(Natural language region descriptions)
·····
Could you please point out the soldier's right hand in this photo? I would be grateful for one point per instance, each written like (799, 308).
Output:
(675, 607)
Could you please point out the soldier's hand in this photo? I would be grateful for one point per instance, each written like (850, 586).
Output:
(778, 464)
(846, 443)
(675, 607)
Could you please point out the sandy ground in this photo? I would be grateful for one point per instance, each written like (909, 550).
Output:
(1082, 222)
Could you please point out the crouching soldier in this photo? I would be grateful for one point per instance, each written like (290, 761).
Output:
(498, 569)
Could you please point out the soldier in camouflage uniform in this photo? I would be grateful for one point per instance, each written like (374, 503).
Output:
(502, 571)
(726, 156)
·····
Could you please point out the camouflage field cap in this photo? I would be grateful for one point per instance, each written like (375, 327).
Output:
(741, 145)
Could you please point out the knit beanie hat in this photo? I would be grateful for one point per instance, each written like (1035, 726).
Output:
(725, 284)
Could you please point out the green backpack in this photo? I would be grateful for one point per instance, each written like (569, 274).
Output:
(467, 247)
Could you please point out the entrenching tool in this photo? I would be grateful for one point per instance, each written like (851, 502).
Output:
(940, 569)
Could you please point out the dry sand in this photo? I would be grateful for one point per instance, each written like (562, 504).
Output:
·····
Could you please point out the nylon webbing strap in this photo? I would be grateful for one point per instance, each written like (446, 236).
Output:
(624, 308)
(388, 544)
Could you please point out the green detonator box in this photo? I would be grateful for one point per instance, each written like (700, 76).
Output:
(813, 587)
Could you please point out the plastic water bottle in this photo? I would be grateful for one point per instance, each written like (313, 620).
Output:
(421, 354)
·····
[What you are asked to do]: Gather from the entries above all lines that include the string "soldier".

[Your response]:
Could you please point out the soldier's right hand in this photo? I would be grateful for one point per instance, each written like (799, 308).
Could you please point out the soldier's hand in this photo? I would be grateful for one point per instance, each written like (850, 586).
Could you please point out the crouching soldier in this photo? I would be grateful for one point per instance, each written like (290, 761).
Could you please point out the soldier in camouflage uniform in this photo? I would be grateful for one point per instance, each written like (374, 503).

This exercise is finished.